**WHAT YOU HAVE TO DO**:
Give every entry again, word for word.
───
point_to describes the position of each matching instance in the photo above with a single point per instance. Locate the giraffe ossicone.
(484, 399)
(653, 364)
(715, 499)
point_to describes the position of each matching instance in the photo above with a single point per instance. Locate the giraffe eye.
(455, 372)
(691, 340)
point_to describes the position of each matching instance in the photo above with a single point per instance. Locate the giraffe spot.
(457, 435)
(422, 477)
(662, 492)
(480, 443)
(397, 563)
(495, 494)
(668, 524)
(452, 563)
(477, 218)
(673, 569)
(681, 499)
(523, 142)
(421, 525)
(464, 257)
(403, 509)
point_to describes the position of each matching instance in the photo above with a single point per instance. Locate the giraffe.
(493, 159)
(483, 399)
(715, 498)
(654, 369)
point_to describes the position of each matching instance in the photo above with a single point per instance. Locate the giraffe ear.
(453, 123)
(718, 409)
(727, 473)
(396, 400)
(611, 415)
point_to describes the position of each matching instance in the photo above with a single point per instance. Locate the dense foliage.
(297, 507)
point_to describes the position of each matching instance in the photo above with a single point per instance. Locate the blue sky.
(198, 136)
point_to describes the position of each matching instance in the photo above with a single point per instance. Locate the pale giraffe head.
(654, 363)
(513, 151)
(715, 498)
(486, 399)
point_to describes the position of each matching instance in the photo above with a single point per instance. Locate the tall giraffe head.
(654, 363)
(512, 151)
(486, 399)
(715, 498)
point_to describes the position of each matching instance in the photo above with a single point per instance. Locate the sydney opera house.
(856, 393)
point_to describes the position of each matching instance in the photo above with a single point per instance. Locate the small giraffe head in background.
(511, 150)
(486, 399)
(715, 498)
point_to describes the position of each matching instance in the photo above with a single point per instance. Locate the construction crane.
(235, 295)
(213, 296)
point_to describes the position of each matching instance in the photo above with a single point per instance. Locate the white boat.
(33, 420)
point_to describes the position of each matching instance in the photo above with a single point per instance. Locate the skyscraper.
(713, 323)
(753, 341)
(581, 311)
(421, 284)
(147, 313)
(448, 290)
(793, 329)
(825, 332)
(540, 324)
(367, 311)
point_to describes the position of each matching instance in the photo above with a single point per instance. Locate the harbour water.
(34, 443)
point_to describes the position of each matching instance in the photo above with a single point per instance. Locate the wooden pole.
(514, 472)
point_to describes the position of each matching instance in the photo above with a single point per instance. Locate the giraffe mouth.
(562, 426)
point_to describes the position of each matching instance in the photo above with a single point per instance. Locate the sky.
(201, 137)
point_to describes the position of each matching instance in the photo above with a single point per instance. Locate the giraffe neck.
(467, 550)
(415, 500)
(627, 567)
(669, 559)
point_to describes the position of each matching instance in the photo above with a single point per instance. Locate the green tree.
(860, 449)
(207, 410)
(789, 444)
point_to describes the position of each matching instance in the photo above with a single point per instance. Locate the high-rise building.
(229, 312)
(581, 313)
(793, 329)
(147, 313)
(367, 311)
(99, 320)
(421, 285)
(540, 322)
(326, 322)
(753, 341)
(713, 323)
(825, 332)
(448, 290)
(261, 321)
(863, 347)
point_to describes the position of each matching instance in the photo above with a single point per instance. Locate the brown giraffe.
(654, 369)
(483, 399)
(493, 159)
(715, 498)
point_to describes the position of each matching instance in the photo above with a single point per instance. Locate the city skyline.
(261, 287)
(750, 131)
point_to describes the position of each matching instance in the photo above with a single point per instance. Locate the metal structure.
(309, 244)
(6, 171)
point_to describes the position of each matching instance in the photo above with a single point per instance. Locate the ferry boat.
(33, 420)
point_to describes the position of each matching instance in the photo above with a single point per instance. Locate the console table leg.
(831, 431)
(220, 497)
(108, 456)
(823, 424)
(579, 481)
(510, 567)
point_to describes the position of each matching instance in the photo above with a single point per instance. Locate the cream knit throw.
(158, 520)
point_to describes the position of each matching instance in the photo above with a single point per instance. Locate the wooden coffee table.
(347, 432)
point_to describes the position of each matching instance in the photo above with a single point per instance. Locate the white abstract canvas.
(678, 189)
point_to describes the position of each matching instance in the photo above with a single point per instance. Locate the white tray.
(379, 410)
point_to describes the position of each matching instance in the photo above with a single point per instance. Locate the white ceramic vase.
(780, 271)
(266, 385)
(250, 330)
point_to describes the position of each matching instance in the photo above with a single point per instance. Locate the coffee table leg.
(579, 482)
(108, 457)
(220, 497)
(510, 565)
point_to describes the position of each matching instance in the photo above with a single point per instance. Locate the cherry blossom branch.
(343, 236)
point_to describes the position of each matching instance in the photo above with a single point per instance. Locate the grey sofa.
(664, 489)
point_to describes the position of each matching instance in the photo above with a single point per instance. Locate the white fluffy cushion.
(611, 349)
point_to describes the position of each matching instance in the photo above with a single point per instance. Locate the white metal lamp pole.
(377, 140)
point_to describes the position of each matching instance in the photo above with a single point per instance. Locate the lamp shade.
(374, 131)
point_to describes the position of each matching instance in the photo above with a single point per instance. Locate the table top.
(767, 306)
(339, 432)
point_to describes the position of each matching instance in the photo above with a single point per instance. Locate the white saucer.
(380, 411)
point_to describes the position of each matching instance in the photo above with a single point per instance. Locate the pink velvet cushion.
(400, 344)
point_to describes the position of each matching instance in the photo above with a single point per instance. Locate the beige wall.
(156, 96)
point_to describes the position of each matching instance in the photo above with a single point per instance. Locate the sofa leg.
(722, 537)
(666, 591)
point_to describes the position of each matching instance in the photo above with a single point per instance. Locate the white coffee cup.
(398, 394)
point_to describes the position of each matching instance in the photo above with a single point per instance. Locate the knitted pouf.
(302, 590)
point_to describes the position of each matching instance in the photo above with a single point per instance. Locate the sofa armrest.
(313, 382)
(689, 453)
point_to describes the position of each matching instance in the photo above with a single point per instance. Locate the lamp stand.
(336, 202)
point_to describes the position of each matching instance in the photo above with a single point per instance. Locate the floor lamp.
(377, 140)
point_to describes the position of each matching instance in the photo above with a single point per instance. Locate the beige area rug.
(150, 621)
───
**TASK RESULT**:
point_to describes the position of each matching instance in the photo above with a single point per instance. Locate the giraffe ossicone.
(484, 399)
(653, 364)
(715, 499)
point_to describes the position of each matching instance in the photo above with a single point per instance. Locate the giraffe eye.
(455, 372)
(691, 340)
point_to describes the position of each matching instance in the photo above with a single point per instance. Locate the giraffe spot.
(457, 435)
(422, 477)
(662, 492)
(480, 443)
(397, 563)
(495, 494)
(668, 524)
(452, 563)
(477, 218)
(673, 569)
(681, 499)
(523, 142)
(421, 525)
(464, 257)
(403, 509)
point_to describes the position of each matching instance in the photo above with a single point per instance. Locate the giraffe.
(493, 159)
(483, 399)
(715, 498)
(654, 369)
point_to describes the position of each matching instance in the photo above with a single point per instance. Locate the giraffe ear.
(453, 123)
(718, 409)
(727, 473)
(396, 400)
(611, 415)
point_to describes the position of each matching instance in the photo above with a single point per instance. Locate the dense foliage.
(297, 507)
point_to describes the position of each matching instance in the photo above with a single point per instance. Locate the blue sky.
(198, 136)
point_to describes the position of each matching instance in the photo above with a single point per instance. Locate the pale giraffe head.
(654, 363)
(513, 151)
(715, 498)
(486, 399)
point_to describes the position of each matching instance in the photo above with a single point per instance. Locate the tall giraffe head.
(654, 363)
(512, 151)
(486, 399)
(715, 498)
point_to describes the position of each matching instance in the photo above with a single point per instance. Locate the sydney opera house.
(856, 393)
point_to describes the position of each matching instance in the photo above with a single point per instance. Locate the small giraffe head in background.
(511, 150)
(486, 399)
(715, 498)
point_to describes the position of each matching instance in the photo above with a single point per instance. Locate the construction crane.
(235, 295)
(213, 296)
point_to describes the position of each matching instance in the photo above with a single point per instance. Locate the white boat.
(33, 420)
point_to describes the position of each matching instance in the photo above with a single point per instance. Locate the skyscraper.
(713, 323)
(753, 341)
(581, 311)
(421, 284)
(147, 313)
(448, 290)
(793, 329)
(825, 332)
(540, 324)
(367, 311)
point_to describes the position of each matching instance in the photo above with a single point per instance. Locate the harbour water.
(34, 443)
point_to describes the position of each matching instance in the photo above with a single point per instance. Locate the wooden pole.
(514, 472)
point_to describes the position of each matching instance in the photo above with a single point per instance. Locate the giraffe mouth.
(562, 426)
point_to describes the position of each matching instance in the photo above with a single point per instance. Locate the sky.
(201, 137)
point_to describes the position of each matching instance in the photo above with a single point per instance. Locate the giraffe neck.
(467, 550)
(415, 500)
(627, 567)
(669, 559)
point_to describes the position of each matching instance in the photo above with a single point per instance. Locate the green tree.
(860, 449)
(207, 410)
(789, 444)
point_to describes the position of each matching instance in the photo above with a single point per instance. Locate the high-rise building.
(229, 312)
(581, 313)
(793, 329)
(147, 313)
(367, 311)
(99, 320)
(421, 285)
(540, 322)
(326, 322)
(753, 341)
(713, 323)
(825, 332)
(448, 290)
(261, 321)
(863, 347)
point_to describes the position of each matching instance in the photo above with a single point per instance. Locate the brown giraffe.
(654, 369)
(483, 399)
(493, 159)
(715, 498)
point_to describes the position of each matching instance in the photo above with a single point per instance. Locate the city skyline.
(261, 287)
(750, 131)
point_to describes the position of each matching instance in the photo above with a single point per instance. Locate the metal structure.
(309, 244)
(6, 171)
point_to describes the position of each matching instance in the photo above with a single point per instance. Locate the ferry boat.
(33, 420)
point_to describes the position of each matching instance in the photo above with a single point per instance. Locate the console table leg.
(831, 431)
(220, 497)
(108, 456)
(823, 424)
(579, 481)
(510, 567)
point_to describes the position of each matching instance in the photo above with a single point per instance. Locate the cream knit throw.
(158, 520)
point_to describes the position of each matching instance in the photo above with a single point per instance. Locate the wooden coffee table.
(347, 432)
point_to describes the position of each matching instance in the photo above with a single point per instance. Locate the white abstract canvas.
(678, 189)
point_to describes the position of each matching instance in the photo above with a single point per instance. Locate the white tray.
(379, 410)
point_to describes the position of each matching instance in the photo above with a single point per instance. Locate the white ceramic vase.
(780, 271)
(266, 385)
(250, 330)
point_to describes the position of each matching instance in the photo above with a single point per instance. Locate the coffee table leg.
(579, 482)
(108, 457)
(220, 497)
(510, 565)
point_to describes the position of each matching instance in the photo above with a single point per instance. Locate the cherry blossom branch.
(343, 236)
point_to describes the position of each matching instance in the photo above with a single point per instance. Locate the grey sofa.
(664, 489)
point_to describes the position of each matching instance in the photo above with a single point per instance. Locate the white fluffy cushion.
(611, 349)
point_to describes the position of each matching instance in the photo above with a single point per instance. Locate the white metal lamp pole.
(377, 140)
point_to describes the position of each matching instance in the photo above with a single point per instance. Locate the lamp shade.
(374, 131)
point_to describes the position of each matching instance in the photo above with a single point per instance. Locate the table top.
(767, 306)
(339, 432)
point_to describes the position of each matching instance in the photo above with a single point per instance. Locate the white saucer.
(380, 411)
point_to describes the position of each matching instance in the photo above with a single point per instance. Locate the pink velvet cushion.
(400, 344)
point_to describes the position of each matching instance in the photo above with a single point per instance. Locate the beige wall.
(156, 96)
point_to describes the position of each matching instance in the photo above with a single point per instance. Locate the sofa leg.
(722, 537)
(666, 591)
point_to describes the position of each matching instance in the photo above with a single point per instance. Locate the white coffee cup.
(398, 394)
point_to describes the position of each matching instance in the photo above with a single point per instance. Locate the knitted pouf.
(302, 590)
point_to describes the position of each matching instance in the photo above with a single point per instance. Locate the sofa armrest.
(313, 382)
(689, 453)
point_to describes the position of each matching instance in the photo above with a single point per instance. Locate the lamp stand.
(336, 202)
point_to describes the position of each matching instance in the photo above with a single point per instance. Locate the floor lamp.
(377, 140)
point_to describes the position of each matching instance in the photo above with a single point per instance. Locate the beige area rug.
(150, 621)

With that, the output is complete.